**Written exercise A:**
In the article on the purpose of protest, what did millions of women do a day after Donald Trump was sworn in?

──────── Document passage ────────

Sun, May

The power and purpose of protest

Black Lives Matter-LA holds a protest outside of LAPD headquarters. Photo by Jason Lewis


Donald Trump won the election and is in office, so many people have questioned the purpose of protesting.

By Jason Lewis

People across the country gathered in protest on the day that Donald Trump was sworn in as the President of the United States.  A day later, millions of women held massive protests in major cities around the nation.  

As upset as many Americans were over the beginning of Trump’s presidency, there was no stopping it.  Holding signs, chanting, or showing frustration in various manners was not going to change the fact that Trump was sworn in as president.  That led many people to question what was the purpose of protesting at that point.  The battle had been lost.  

While those demonstrations could not force Trump out of office, the protests gave certain groups a way to show their anger of potentially losing certain civil rights that were fought hard to obtain.

──────── Records to use ────────

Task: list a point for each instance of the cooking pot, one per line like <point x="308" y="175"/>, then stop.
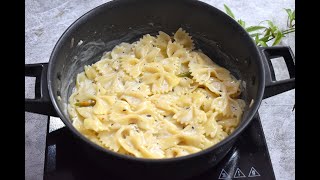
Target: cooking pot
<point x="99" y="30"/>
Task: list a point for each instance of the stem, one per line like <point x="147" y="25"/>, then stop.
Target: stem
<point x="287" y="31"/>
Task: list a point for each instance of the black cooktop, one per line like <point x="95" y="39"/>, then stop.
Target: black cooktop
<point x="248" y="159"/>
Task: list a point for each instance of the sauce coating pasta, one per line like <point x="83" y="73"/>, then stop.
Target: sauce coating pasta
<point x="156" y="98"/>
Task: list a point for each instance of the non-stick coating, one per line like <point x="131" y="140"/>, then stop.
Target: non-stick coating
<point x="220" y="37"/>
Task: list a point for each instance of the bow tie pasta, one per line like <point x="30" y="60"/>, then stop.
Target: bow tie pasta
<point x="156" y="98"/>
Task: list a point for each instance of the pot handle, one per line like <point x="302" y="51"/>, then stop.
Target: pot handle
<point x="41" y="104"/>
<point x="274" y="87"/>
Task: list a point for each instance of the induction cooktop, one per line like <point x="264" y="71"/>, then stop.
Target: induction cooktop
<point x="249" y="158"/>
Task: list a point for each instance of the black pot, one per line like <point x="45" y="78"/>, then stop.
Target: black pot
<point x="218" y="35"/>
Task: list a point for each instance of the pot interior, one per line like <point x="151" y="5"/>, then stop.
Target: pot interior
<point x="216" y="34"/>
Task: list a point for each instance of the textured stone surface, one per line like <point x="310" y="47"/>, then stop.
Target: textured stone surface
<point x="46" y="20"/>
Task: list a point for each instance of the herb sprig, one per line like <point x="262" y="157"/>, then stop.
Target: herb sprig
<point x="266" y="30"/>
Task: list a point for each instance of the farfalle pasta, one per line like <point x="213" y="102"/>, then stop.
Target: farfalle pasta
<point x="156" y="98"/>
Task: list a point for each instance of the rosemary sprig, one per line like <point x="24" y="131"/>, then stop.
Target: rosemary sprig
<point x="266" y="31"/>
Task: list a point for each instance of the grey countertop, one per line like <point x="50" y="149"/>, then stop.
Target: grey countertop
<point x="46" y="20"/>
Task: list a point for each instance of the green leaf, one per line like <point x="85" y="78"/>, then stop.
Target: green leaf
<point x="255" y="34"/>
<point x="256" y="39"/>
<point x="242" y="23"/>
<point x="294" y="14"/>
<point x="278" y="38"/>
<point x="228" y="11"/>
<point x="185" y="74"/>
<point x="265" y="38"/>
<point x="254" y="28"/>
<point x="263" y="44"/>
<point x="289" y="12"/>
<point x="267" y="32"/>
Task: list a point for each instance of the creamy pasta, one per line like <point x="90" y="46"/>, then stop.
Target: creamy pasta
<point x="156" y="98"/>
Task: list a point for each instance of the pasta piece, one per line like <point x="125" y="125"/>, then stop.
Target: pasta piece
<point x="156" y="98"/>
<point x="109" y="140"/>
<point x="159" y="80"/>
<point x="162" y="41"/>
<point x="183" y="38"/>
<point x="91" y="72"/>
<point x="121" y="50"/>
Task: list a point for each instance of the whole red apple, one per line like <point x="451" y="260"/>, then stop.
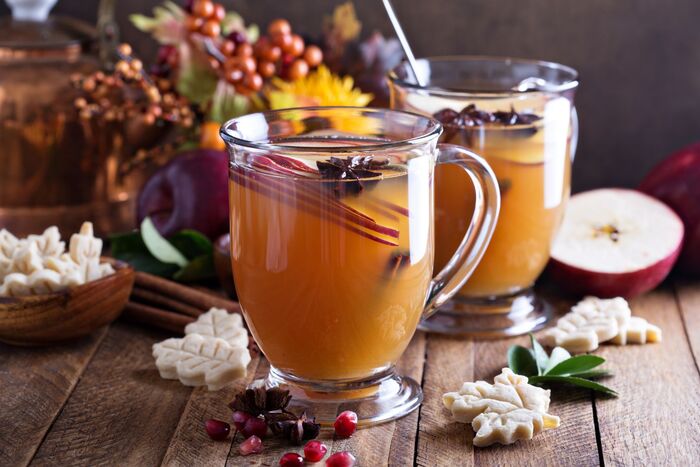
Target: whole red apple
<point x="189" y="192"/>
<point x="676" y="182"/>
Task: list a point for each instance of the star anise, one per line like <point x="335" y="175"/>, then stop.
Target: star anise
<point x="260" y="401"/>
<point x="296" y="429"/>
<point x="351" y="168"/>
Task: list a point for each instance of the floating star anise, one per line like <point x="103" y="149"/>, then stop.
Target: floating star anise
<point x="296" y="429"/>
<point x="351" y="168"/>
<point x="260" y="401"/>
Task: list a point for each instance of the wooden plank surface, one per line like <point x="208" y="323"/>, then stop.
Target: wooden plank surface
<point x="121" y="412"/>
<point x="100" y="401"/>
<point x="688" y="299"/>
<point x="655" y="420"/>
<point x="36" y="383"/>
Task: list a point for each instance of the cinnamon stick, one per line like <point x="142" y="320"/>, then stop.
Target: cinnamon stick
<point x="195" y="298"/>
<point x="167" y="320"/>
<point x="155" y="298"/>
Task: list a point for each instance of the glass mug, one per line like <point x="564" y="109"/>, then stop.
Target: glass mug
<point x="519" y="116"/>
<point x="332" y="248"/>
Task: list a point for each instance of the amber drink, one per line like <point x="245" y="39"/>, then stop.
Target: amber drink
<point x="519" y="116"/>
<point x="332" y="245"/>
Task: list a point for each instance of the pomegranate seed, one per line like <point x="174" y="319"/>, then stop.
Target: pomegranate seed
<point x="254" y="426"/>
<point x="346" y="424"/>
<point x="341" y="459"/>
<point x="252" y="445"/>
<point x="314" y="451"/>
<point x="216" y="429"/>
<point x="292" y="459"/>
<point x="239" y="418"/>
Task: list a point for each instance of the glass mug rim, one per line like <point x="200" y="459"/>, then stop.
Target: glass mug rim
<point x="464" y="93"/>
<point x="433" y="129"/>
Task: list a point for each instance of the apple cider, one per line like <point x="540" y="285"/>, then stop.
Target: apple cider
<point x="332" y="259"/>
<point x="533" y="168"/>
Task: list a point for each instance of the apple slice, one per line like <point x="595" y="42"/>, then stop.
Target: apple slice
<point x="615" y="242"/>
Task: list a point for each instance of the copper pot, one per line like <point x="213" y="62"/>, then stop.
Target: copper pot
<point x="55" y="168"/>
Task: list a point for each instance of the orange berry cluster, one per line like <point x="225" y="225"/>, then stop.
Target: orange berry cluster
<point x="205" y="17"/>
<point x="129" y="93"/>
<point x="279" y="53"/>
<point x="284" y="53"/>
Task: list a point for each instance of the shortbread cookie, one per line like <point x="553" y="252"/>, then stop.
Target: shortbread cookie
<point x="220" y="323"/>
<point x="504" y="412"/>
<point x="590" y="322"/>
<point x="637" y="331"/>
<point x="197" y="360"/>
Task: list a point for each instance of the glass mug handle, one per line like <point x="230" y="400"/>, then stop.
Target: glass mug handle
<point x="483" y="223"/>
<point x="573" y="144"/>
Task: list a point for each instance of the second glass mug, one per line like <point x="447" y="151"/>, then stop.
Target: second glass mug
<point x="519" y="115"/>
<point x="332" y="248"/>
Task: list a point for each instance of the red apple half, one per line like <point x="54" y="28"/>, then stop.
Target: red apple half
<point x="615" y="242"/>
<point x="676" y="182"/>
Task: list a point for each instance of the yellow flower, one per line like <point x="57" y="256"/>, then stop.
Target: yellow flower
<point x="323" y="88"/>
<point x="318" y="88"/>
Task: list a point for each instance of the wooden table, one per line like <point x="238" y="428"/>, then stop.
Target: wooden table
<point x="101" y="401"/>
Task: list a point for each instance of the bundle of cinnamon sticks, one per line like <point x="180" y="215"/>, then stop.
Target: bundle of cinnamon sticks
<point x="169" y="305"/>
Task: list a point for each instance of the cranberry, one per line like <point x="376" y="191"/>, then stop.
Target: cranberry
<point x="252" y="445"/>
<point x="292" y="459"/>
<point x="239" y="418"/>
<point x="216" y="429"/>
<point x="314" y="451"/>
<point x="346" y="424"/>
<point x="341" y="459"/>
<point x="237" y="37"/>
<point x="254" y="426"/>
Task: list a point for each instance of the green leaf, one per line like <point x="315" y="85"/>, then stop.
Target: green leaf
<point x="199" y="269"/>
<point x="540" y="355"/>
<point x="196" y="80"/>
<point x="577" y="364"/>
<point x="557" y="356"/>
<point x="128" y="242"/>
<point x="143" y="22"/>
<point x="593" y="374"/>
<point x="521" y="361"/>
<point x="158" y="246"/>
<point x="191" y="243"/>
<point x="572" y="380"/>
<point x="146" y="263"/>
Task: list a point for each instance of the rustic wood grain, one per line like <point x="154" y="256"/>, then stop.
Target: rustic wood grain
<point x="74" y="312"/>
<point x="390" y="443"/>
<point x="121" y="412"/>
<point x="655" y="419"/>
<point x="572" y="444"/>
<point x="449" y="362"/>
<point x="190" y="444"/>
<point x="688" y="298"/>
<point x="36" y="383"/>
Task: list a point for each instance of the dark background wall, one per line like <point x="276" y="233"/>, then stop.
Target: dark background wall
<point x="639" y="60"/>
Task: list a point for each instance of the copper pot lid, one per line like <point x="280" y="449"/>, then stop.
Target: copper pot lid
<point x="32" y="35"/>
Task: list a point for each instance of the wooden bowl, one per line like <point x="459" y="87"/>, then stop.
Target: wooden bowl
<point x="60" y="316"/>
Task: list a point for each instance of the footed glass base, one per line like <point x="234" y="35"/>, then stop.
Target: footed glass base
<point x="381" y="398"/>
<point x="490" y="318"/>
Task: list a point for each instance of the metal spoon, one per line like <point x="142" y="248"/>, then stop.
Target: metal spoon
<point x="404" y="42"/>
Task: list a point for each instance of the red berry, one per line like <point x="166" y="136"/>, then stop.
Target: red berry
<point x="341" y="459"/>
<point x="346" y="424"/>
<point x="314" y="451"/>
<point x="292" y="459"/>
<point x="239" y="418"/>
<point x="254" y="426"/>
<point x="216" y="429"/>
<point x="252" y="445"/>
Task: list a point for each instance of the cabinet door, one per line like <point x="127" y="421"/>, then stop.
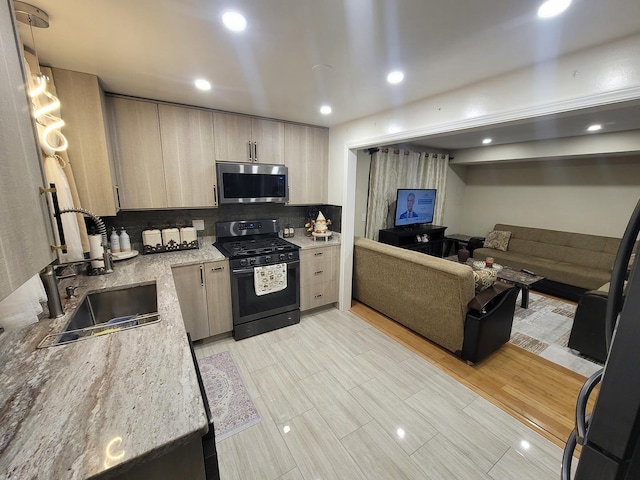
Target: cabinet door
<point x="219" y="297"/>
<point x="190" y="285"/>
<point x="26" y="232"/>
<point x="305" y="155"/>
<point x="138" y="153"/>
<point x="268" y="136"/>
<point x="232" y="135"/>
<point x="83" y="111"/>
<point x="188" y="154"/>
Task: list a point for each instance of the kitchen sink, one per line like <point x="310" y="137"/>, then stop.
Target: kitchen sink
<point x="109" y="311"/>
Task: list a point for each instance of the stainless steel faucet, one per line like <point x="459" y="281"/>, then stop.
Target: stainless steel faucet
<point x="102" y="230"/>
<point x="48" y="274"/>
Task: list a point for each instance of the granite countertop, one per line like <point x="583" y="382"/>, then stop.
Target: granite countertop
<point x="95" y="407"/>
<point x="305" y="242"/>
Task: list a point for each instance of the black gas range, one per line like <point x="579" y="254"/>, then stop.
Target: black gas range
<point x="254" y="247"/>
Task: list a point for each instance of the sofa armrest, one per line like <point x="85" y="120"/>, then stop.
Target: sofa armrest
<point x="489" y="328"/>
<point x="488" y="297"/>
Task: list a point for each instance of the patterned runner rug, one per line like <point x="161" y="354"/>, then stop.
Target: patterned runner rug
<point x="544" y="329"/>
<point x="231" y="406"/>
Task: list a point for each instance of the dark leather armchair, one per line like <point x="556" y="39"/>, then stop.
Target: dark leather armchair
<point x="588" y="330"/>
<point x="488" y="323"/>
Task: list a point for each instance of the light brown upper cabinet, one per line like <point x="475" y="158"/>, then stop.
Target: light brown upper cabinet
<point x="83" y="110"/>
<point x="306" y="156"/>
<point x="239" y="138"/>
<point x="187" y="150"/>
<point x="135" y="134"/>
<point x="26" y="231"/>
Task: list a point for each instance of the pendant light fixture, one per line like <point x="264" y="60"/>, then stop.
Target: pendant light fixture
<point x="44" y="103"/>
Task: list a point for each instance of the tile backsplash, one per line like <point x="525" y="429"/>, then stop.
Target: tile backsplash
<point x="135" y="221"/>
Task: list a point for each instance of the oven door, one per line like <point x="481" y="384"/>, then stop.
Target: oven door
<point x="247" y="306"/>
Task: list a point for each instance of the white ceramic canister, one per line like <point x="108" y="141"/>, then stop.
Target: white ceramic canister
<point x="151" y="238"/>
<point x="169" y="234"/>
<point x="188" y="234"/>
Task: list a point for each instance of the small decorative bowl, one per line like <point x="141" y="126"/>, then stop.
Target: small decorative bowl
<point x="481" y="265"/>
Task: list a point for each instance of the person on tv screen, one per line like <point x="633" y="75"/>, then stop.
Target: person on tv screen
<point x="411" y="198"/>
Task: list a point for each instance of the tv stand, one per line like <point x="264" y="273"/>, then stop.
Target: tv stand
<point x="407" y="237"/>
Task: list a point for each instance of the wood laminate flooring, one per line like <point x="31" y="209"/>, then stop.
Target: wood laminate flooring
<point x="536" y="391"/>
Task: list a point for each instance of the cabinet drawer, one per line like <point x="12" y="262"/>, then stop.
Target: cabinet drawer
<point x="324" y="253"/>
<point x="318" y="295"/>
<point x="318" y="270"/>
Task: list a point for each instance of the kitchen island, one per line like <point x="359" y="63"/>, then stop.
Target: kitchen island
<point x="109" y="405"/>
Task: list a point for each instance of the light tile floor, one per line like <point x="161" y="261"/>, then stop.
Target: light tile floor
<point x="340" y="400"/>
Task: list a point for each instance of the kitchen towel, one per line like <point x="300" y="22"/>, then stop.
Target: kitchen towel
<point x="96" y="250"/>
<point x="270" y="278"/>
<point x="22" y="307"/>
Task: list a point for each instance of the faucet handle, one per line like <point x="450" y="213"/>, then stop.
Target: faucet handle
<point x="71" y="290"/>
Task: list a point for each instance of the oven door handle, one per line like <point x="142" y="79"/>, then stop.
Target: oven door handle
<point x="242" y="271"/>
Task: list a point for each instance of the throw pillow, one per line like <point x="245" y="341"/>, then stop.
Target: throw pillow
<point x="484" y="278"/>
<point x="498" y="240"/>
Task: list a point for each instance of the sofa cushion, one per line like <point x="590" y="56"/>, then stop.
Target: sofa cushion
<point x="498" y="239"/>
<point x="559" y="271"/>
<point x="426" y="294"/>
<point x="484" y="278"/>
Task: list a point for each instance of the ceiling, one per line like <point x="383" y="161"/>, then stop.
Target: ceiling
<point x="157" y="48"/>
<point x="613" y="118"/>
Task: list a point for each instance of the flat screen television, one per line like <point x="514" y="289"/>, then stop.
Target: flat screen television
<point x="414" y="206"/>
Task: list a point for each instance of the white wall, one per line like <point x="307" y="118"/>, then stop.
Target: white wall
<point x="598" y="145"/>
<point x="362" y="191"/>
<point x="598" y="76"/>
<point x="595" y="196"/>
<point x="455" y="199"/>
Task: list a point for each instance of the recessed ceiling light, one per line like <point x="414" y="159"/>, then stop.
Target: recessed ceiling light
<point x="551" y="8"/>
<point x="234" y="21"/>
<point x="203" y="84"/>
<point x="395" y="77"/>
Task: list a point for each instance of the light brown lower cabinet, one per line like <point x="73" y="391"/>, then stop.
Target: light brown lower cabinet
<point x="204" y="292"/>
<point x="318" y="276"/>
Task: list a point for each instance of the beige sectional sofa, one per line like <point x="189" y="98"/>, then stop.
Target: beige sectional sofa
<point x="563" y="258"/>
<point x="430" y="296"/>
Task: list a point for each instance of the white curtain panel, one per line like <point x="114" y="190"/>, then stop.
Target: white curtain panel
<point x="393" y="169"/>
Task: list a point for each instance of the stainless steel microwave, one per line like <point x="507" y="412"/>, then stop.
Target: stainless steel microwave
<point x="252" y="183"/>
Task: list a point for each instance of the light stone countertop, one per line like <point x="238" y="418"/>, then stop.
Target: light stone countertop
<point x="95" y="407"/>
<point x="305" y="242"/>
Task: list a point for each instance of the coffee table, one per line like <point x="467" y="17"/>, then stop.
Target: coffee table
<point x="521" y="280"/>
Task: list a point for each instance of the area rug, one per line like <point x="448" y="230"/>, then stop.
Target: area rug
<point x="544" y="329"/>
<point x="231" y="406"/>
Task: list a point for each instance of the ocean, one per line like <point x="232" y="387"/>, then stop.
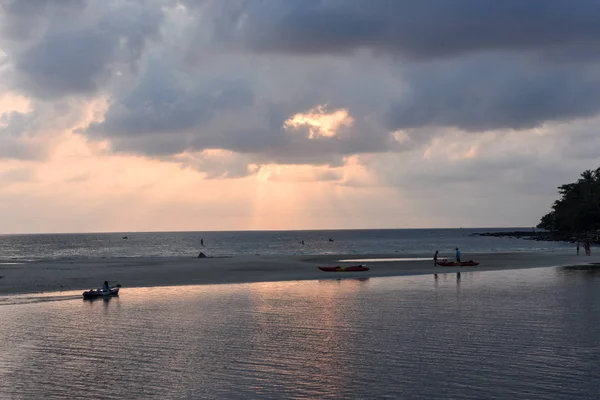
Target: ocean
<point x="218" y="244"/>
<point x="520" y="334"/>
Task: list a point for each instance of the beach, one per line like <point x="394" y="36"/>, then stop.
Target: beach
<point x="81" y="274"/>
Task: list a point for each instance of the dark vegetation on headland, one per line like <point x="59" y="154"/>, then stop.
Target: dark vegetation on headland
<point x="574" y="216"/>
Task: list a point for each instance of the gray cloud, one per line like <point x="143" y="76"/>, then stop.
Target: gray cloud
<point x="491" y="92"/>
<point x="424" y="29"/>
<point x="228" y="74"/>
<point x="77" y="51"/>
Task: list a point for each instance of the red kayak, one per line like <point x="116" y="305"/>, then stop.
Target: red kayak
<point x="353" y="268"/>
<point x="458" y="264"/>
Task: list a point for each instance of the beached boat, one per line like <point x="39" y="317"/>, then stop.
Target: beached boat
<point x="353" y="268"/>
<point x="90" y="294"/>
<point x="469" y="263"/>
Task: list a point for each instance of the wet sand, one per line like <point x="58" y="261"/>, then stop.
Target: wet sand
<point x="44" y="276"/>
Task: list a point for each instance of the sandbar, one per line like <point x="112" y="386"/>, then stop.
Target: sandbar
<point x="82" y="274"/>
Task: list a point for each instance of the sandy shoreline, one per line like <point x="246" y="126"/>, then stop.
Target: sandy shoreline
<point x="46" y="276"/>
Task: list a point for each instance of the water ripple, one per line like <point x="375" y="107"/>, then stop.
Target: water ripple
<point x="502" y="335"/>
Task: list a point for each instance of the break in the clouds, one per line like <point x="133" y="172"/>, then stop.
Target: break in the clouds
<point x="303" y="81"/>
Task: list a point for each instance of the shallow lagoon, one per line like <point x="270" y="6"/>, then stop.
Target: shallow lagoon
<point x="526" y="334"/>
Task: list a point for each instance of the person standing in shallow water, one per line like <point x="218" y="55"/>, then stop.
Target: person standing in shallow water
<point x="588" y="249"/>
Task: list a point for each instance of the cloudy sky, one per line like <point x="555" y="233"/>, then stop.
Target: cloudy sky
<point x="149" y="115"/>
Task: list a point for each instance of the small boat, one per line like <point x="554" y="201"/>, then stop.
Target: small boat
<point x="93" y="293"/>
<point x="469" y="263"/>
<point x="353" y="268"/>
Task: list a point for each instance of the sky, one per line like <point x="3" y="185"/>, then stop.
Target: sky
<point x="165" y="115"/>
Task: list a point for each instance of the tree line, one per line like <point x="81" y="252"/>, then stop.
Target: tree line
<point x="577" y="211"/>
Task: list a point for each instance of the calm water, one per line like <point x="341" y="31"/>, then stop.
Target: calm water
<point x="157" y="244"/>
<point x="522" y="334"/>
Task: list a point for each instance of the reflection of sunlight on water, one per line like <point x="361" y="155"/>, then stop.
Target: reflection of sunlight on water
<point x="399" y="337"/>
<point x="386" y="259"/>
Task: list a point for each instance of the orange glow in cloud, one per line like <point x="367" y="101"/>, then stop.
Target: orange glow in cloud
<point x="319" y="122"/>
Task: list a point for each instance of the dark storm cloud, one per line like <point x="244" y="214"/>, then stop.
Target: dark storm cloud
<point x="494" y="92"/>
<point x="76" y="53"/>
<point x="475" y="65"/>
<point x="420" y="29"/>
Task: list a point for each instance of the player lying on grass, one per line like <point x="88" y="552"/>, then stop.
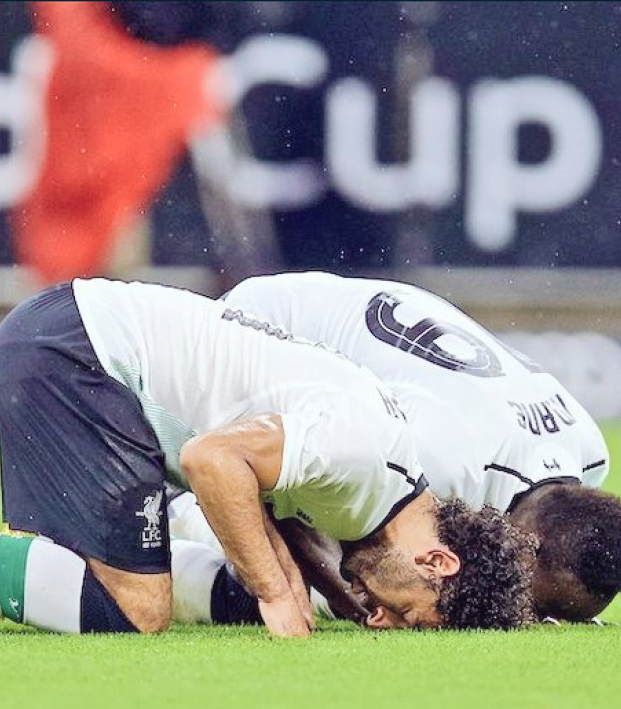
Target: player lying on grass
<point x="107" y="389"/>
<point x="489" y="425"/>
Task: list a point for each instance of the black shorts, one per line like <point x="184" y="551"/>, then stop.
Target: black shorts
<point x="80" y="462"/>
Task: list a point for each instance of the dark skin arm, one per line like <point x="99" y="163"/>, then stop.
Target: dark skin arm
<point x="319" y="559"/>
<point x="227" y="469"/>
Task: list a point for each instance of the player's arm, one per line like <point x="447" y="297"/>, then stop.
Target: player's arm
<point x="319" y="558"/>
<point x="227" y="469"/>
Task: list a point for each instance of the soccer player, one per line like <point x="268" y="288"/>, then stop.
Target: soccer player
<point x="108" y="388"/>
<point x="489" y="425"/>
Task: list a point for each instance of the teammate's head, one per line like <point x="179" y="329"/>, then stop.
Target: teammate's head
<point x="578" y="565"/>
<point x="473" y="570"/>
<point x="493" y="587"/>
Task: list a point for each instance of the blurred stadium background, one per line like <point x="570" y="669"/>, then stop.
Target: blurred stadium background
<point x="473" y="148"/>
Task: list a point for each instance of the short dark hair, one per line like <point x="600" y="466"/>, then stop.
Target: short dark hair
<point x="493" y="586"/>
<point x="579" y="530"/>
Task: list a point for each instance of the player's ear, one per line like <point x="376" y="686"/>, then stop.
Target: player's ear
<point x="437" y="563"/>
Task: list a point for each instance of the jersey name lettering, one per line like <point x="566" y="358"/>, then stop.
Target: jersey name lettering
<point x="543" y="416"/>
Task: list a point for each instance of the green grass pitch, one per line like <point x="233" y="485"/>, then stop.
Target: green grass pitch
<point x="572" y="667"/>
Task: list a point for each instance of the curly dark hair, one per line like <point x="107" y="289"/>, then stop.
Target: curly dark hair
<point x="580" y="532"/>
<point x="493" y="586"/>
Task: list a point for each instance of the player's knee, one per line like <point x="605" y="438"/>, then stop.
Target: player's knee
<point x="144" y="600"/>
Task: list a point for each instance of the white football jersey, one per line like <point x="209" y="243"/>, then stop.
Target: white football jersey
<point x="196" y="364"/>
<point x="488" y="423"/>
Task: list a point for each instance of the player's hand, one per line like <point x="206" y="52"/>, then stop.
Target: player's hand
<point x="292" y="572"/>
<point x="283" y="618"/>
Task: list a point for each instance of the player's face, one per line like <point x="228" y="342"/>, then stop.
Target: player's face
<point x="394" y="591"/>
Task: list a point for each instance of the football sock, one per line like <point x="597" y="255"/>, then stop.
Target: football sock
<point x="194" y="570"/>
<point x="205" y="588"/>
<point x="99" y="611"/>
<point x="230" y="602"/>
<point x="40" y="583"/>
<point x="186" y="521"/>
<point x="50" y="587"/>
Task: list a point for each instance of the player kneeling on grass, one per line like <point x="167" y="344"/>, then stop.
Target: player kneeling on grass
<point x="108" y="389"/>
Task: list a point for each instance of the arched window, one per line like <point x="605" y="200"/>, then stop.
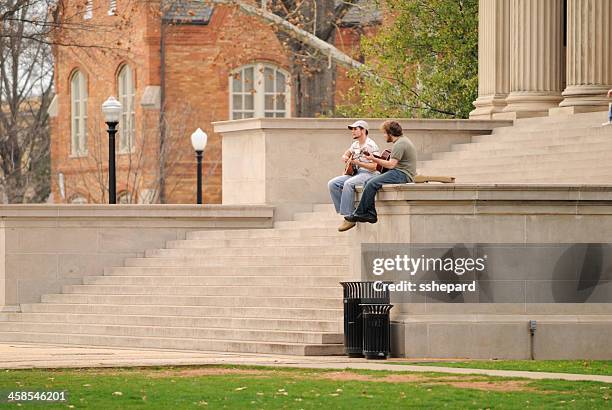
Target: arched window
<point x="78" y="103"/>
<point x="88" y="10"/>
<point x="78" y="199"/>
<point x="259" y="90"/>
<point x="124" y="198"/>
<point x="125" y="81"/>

────────

**Written exercise B:**
Find every line of the records that contains the word "footed", and copy each one out. Case counts.

**Final answer A:**
They held massive protests in major cities around the nation.

**Final answer B:**
Task: list a point for each instance of the footed glass base, one per line like <point x="234" y="35"/>, then stop.
Target: footed glass base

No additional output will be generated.